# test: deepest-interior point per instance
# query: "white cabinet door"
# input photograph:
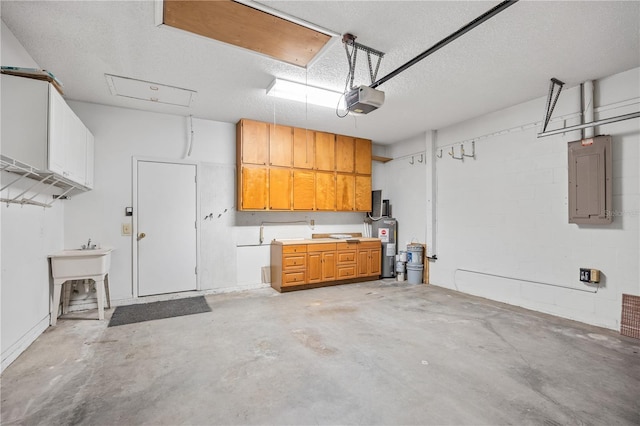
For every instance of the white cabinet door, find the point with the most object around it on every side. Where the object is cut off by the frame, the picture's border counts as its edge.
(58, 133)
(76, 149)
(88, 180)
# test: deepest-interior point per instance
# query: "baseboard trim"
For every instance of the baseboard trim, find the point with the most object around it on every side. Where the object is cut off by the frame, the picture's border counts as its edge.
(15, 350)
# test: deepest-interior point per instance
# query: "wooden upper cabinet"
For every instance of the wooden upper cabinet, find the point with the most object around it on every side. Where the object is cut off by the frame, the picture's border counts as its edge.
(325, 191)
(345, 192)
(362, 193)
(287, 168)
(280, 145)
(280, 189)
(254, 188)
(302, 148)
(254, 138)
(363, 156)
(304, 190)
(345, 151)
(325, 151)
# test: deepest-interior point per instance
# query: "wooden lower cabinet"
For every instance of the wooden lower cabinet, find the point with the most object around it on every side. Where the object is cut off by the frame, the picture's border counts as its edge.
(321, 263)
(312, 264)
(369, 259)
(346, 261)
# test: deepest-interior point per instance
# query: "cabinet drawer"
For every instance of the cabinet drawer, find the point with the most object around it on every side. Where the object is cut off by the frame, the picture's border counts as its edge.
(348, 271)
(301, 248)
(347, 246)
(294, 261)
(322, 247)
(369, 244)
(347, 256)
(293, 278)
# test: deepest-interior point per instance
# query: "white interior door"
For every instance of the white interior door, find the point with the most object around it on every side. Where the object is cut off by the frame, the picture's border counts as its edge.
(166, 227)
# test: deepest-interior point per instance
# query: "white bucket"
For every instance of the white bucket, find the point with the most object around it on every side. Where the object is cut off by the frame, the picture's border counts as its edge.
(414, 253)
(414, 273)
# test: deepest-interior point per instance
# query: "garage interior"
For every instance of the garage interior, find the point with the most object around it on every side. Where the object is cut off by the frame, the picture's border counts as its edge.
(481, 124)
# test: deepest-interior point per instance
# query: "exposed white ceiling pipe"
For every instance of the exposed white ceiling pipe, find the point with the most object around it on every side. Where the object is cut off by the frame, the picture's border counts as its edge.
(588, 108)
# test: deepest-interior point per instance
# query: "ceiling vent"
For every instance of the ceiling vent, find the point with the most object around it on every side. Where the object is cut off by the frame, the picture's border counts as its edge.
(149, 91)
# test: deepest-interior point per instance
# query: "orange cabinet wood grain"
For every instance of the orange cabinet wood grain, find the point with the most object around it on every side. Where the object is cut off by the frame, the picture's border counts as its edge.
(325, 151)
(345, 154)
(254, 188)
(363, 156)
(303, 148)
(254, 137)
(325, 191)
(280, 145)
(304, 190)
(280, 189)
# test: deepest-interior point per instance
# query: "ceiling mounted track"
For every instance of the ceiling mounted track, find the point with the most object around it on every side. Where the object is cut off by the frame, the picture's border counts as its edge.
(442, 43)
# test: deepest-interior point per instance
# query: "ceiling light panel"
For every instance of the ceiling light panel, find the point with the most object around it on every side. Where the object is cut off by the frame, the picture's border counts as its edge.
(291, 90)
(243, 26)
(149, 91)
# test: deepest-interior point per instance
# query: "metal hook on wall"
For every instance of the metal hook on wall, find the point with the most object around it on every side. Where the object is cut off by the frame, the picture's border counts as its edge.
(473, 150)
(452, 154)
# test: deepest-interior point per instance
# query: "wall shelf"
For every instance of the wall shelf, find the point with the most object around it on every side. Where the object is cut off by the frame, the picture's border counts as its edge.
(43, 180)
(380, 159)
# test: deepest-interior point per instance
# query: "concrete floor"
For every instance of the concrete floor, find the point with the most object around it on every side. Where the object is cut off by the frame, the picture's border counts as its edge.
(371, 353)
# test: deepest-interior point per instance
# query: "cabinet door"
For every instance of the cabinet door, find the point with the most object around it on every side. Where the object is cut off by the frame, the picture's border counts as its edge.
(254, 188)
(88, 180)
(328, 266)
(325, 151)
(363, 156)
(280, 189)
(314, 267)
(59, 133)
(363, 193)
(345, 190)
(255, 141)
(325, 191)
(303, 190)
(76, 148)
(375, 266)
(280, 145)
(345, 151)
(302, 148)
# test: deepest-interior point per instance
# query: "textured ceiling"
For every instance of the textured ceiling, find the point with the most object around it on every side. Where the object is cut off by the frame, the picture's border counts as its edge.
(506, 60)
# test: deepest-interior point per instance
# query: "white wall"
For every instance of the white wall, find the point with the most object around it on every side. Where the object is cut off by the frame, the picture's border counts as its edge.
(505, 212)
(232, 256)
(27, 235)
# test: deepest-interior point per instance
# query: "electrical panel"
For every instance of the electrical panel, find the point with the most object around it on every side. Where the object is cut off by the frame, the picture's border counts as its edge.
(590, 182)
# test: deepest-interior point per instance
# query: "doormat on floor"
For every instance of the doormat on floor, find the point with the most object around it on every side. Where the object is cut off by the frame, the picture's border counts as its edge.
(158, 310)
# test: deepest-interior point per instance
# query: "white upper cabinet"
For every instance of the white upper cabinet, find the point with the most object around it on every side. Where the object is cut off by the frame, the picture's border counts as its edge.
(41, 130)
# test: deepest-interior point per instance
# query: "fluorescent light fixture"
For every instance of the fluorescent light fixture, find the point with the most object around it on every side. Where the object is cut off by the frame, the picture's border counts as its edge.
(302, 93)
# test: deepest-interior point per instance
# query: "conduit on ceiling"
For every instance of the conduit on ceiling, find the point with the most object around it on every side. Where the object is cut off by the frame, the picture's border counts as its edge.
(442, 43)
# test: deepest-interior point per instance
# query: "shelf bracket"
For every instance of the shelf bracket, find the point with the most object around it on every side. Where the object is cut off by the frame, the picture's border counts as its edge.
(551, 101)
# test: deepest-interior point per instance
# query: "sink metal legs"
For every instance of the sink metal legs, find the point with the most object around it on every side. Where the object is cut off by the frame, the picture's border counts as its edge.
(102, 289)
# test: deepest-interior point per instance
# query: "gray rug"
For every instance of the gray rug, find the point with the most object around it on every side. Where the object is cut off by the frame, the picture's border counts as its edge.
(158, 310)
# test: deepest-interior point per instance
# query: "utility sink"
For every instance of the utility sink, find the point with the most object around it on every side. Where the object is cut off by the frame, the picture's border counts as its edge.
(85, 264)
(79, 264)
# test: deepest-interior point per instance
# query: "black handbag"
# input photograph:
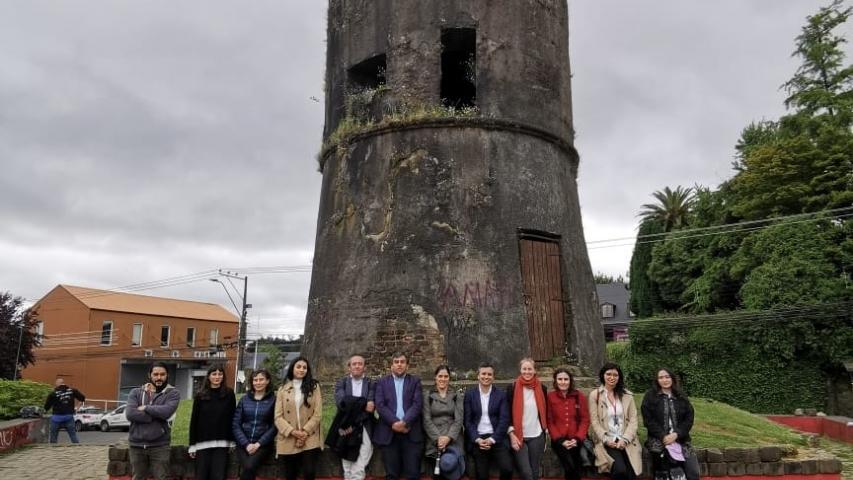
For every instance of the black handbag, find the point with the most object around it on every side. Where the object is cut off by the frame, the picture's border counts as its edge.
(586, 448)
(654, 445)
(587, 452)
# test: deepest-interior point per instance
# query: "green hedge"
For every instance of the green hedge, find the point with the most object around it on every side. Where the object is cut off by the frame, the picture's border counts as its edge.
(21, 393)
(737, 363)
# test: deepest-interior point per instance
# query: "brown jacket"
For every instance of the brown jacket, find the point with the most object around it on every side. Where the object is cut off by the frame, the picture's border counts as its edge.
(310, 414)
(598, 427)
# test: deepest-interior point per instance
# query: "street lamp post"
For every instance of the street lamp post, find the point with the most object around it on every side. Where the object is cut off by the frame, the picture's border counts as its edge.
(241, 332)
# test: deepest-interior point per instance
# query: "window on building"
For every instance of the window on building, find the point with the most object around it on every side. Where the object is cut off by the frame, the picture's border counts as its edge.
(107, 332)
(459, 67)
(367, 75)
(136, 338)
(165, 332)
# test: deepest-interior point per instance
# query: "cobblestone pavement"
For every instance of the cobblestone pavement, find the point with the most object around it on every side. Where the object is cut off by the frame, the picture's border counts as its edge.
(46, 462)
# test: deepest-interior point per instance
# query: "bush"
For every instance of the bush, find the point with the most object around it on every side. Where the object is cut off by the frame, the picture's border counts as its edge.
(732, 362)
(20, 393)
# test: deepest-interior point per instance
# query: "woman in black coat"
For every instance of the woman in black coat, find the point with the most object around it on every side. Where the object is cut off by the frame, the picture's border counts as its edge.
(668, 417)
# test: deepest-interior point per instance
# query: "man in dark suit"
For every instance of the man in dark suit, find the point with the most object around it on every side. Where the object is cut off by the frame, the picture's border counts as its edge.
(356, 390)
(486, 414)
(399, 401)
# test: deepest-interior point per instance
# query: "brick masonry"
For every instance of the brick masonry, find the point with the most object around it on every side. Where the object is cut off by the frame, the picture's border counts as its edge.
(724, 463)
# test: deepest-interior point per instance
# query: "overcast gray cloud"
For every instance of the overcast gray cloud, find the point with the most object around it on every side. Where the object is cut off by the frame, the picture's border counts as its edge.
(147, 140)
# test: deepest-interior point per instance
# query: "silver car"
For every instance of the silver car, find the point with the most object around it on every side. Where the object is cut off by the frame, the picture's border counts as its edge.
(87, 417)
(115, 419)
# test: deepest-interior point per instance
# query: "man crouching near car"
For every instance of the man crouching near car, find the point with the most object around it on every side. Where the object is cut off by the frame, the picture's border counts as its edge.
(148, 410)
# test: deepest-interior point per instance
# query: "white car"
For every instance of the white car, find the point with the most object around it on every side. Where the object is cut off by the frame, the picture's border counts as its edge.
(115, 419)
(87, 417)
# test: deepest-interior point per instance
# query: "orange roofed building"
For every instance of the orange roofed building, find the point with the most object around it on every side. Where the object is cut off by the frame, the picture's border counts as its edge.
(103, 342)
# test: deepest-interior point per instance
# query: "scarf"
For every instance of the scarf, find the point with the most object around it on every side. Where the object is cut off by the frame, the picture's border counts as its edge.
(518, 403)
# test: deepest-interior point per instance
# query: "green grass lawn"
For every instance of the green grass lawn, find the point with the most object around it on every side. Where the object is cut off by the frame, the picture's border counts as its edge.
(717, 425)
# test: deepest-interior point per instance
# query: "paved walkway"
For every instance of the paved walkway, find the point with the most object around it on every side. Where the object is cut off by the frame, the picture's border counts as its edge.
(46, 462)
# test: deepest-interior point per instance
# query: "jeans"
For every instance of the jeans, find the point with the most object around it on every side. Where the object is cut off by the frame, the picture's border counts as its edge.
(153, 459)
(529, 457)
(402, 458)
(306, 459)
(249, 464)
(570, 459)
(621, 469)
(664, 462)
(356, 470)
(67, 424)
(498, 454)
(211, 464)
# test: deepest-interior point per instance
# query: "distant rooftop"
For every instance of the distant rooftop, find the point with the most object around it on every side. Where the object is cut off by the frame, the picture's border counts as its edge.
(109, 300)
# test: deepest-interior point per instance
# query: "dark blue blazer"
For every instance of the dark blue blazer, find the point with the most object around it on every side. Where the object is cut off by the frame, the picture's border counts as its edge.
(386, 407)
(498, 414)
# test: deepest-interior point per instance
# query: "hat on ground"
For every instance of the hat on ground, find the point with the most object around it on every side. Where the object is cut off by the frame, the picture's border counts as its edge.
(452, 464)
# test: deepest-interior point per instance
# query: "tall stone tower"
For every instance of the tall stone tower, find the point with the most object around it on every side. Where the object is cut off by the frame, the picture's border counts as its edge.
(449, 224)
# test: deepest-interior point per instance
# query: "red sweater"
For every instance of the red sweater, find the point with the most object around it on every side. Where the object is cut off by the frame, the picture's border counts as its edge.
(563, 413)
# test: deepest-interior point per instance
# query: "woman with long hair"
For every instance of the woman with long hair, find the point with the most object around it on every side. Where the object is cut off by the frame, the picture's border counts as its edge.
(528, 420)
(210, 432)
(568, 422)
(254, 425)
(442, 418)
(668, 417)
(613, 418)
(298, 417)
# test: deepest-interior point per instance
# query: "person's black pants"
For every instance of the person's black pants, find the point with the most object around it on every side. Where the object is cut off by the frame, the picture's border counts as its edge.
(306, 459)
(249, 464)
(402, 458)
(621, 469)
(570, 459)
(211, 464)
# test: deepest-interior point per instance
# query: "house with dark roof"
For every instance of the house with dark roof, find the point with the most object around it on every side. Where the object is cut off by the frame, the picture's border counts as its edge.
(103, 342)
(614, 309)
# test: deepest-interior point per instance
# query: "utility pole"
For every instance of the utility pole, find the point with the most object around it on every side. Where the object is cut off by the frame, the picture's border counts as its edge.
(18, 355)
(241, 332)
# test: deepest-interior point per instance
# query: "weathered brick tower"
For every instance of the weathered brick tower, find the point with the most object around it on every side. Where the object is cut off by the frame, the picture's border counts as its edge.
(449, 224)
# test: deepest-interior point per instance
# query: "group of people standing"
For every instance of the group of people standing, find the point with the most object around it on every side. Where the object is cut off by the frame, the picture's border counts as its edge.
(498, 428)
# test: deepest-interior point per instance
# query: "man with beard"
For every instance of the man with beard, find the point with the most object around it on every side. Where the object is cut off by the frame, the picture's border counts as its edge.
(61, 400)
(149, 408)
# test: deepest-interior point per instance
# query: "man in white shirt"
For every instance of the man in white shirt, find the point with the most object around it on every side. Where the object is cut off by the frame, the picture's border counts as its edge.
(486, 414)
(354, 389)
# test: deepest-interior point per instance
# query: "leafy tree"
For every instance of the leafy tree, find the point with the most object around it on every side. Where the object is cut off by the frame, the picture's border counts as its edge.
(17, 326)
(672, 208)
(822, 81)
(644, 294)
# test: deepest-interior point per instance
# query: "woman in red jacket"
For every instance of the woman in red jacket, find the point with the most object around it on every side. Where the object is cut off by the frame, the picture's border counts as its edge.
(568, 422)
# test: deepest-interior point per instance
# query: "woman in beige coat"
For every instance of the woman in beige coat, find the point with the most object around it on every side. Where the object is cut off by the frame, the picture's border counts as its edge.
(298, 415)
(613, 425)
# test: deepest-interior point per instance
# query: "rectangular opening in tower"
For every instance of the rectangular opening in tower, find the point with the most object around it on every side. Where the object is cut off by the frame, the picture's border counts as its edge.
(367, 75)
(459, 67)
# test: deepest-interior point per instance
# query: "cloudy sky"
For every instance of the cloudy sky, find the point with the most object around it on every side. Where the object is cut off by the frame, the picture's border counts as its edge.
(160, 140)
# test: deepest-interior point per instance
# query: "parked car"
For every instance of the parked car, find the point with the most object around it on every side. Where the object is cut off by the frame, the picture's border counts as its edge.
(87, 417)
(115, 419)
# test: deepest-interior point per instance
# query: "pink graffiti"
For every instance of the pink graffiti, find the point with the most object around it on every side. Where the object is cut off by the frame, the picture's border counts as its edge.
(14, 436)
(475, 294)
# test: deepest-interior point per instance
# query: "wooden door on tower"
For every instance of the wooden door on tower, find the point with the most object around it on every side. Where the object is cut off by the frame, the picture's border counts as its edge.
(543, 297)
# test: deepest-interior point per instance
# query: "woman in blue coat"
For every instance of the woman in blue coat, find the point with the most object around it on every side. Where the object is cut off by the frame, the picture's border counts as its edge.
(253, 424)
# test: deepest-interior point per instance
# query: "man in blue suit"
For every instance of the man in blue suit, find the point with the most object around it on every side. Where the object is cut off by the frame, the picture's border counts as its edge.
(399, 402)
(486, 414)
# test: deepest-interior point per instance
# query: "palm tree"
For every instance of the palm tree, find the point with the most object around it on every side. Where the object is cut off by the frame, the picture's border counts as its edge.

TU TAREA —
Extrae de las filas cada línea que contenga la palabra "legs". Las mayúsculas y las minúsculas cuentan.

RESPUESTA —
# query: "sink metal legs"
For every instance of the sink metal legs, find the point with the most object around it on every side. Where the object is cut off by the frame, the picture's border counts as its edge.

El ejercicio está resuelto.